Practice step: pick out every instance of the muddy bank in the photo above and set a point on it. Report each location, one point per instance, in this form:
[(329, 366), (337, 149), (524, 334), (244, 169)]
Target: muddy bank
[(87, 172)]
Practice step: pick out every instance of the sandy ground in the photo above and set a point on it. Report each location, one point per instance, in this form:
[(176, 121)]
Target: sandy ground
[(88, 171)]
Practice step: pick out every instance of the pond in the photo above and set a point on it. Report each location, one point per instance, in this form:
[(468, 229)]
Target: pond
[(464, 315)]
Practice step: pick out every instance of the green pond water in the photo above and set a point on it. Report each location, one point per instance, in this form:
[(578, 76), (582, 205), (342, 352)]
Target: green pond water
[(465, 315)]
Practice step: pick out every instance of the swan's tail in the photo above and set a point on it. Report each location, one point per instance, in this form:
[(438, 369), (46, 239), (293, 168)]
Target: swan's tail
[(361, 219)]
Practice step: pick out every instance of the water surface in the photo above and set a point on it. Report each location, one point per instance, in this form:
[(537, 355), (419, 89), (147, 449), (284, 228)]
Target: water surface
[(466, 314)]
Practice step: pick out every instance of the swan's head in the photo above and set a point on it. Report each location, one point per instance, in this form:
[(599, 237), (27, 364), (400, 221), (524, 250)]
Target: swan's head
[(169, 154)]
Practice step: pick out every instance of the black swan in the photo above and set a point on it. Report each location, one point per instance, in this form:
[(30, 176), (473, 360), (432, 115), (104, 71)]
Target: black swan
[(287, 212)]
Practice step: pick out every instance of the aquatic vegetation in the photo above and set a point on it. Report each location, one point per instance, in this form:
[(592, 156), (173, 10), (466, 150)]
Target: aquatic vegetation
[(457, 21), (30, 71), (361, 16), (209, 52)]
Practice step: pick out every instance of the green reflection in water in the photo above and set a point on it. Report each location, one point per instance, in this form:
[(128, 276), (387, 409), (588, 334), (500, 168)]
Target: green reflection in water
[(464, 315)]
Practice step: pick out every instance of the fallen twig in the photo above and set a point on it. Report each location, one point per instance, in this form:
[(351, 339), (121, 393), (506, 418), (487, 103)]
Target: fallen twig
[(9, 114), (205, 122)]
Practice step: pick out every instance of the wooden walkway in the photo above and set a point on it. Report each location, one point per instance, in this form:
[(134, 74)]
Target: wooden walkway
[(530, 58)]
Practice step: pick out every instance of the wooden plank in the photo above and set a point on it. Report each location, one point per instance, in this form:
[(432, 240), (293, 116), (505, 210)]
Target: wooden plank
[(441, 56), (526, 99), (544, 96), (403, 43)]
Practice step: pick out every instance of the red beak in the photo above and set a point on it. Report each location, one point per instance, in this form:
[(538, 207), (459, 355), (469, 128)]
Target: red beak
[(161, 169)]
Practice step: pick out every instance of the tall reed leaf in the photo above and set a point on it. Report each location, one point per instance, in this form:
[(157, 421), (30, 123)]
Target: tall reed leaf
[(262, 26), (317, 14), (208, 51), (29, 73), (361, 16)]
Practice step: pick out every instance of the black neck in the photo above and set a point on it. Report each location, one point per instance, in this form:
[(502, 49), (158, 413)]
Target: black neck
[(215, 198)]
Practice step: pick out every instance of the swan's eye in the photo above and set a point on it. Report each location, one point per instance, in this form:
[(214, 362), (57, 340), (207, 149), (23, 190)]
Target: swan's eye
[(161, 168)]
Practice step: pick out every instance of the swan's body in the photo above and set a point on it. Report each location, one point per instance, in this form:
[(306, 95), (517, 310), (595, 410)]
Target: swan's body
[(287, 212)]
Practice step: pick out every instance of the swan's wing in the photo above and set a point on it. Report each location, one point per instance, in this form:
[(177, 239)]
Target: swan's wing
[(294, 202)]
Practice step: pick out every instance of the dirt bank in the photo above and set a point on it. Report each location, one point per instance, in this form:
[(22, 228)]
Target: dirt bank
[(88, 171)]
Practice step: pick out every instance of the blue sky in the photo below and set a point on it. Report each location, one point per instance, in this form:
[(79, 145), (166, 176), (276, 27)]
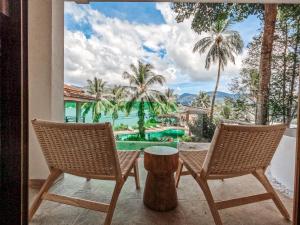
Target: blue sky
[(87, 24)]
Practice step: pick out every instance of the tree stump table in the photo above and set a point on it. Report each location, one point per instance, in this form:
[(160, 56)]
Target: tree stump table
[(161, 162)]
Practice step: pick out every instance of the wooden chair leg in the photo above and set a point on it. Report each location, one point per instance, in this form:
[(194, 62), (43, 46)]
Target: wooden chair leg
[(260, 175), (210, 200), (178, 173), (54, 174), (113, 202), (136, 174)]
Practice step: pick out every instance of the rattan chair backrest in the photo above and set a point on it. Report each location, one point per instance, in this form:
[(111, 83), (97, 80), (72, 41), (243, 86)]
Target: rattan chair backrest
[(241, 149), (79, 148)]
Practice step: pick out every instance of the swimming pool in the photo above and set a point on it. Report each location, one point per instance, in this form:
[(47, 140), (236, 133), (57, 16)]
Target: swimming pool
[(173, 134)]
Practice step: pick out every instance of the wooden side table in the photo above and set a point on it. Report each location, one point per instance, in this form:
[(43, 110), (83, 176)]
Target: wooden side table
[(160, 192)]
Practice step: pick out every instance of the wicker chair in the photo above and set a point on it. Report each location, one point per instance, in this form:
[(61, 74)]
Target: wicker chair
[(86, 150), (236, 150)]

▬▬▬

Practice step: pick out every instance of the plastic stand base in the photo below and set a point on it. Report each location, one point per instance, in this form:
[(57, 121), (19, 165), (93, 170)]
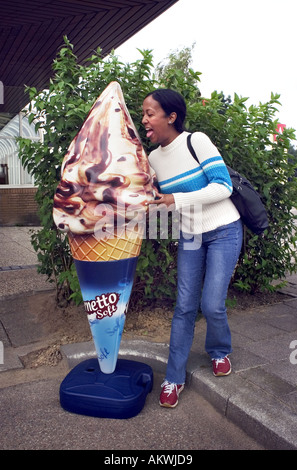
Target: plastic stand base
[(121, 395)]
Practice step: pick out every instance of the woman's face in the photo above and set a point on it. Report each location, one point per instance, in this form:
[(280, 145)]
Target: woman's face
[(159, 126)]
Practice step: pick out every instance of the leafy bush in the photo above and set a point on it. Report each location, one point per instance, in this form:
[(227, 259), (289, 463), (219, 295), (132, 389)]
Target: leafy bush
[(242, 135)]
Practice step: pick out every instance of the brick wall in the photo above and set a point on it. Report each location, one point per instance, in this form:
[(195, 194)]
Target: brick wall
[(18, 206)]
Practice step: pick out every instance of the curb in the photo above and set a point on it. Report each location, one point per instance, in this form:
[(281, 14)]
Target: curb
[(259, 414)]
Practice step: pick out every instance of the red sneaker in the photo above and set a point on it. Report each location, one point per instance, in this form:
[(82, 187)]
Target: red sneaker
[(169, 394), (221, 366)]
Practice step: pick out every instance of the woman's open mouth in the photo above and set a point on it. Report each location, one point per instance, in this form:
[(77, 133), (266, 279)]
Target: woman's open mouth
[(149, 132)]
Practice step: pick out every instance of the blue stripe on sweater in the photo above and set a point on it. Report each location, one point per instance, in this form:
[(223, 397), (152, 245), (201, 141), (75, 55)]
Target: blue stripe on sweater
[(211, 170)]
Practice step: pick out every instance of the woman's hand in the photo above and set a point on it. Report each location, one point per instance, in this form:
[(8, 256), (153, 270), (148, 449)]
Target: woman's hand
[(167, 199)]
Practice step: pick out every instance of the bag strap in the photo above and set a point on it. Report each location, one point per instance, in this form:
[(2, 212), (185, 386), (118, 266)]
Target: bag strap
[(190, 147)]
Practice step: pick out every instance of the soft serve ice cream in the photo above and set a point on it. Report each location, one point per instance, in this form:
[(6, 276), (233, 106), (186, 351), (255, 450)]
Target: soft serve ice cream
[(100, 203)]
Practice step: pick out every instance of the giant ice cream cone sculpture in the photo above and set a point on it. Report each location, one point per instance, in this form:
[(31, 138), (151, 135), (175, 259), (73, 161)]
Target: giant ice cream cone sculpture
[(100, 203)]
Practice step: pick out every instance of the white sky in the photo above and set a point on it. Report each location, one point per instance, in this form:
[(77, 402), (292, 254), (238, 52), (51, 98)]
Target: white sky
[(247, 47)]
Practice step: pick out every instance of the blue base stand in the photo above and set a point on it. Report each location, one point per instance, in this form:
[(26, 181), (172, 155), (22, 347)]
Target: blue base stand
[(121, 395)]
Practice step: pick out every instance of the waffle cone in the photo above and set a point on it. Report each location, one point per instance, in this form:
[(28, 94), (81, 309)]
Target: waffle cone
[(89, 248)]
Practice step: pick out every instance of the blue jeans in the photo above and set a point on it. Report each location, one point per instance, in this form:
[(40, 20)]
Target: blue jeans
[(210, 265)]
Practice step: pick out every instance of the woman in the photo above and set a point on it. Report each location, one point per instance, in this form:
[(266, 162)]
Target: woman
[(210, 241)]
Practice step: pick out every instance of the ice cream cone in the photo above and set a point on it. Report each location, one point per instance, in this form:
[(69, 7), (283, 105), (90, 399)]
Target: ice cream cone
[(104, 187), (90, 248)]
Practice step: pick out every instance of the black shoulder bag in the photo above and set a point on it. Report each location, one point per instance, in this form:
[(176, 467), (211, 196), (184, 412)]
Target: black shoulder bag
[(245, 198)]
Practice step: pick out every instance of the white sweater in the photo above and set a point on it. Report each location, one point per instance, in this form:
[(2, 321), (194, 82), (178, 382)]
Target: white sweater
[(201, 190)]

▬▬▬

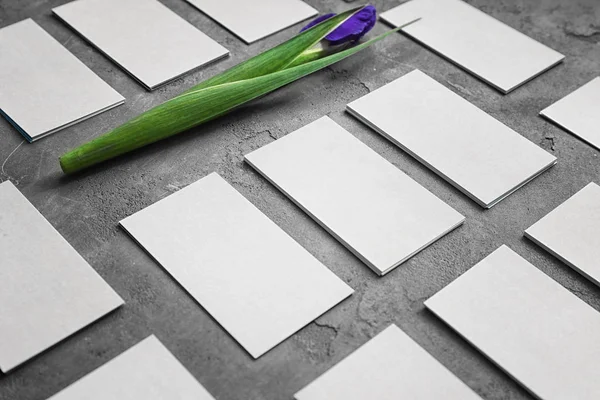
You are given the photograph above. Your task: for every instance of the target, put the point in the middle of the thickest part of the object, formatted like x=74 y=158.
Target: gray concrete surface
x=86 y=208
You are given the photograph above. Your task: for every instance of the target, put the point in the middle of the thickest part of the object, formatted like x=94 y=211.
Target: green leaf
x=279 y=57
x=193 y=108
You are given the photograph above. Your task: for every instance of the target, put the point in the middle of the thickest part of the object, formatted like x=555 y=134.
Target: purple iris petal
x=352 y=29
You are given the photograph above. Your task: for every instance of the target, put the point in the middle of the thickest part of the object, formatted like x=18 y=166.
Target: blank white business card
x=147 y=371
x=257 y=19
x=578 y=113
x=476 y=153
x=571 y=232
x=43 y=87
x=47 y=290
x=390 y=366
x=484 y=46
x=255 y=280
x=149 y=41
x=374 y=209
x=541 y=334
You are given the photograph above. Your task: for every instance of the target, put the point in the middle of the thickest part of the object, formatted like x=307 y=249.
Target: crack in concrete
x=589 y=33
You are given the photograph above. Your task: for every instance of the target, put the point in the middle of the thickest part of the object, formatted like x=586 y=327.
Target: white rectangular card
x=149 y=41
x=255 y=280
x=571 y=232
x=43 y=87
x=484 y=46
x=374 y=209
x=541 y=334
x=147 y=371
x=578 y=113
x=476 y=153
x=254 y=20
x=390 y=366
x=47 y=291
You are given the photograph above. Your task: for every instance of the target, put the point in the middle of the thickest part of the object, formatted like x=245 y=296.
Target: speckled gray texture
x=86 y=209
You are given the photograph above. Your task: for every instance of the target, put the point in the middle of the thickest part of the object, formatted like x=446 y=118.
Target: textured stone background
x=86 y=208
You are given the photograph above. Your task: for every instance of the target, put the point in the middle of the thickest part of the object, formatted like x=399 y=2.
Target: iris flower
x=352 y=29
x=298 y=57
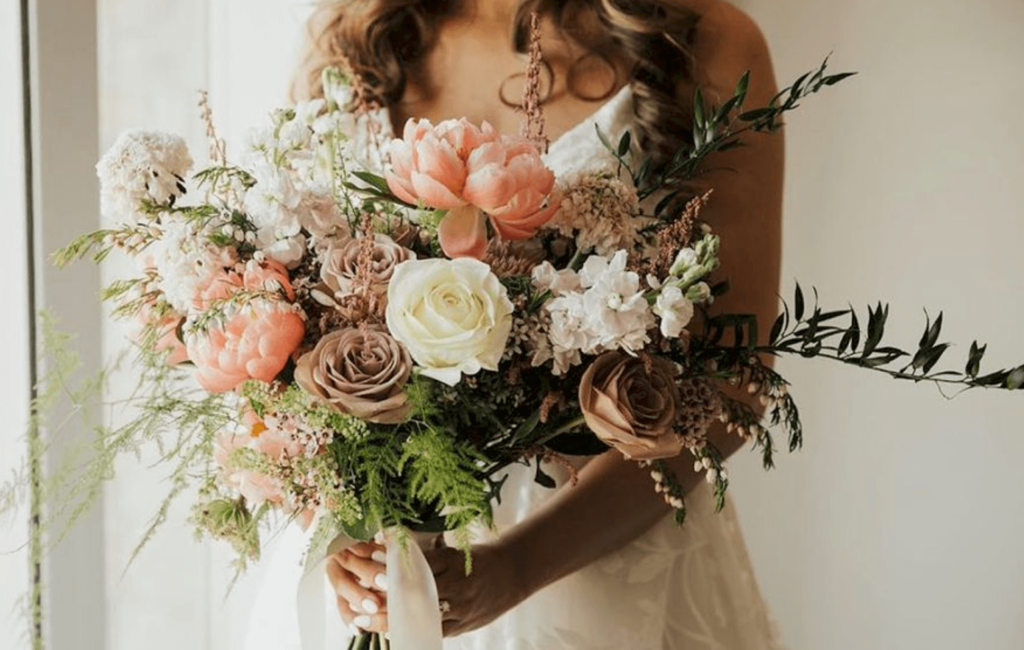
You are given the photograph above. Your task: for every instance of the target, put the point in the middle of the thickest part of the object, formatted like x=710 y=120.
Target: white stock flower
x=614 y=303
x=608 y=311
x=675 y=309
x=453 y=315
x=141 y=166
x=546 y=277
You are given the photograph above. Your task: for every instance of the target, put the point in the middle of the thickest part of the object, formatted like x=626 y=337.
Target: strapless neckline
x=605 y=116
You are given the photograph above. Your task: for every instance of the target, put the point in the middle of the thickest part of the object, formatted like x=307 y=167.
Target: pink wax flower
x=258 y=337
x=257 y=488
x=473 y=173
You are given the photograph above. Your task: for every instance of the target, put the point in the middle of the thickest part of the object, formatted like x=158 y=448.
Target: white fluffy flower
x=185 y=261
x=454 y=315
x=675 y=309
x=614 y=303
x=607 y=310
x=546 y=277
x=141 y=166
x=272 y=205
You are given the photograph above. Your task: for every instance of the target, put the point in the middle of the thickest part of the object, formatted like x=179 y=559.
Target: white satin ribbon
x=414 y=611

▬▬▬

→ Task instructions:
Switch "curb" to "gutter" in every line from the one containing "Practice step: pick out every instance of the curb" down to the one containing "[(259, 414)]", and write out only those lines again with nothing else altered.

→ Task output:
Practice step: pick out every instance of the gutter in the photo above and set a point on it. Report each location, one point per instance, in this form:
[(281, 14)]
Target: gutter
[(259, 414)]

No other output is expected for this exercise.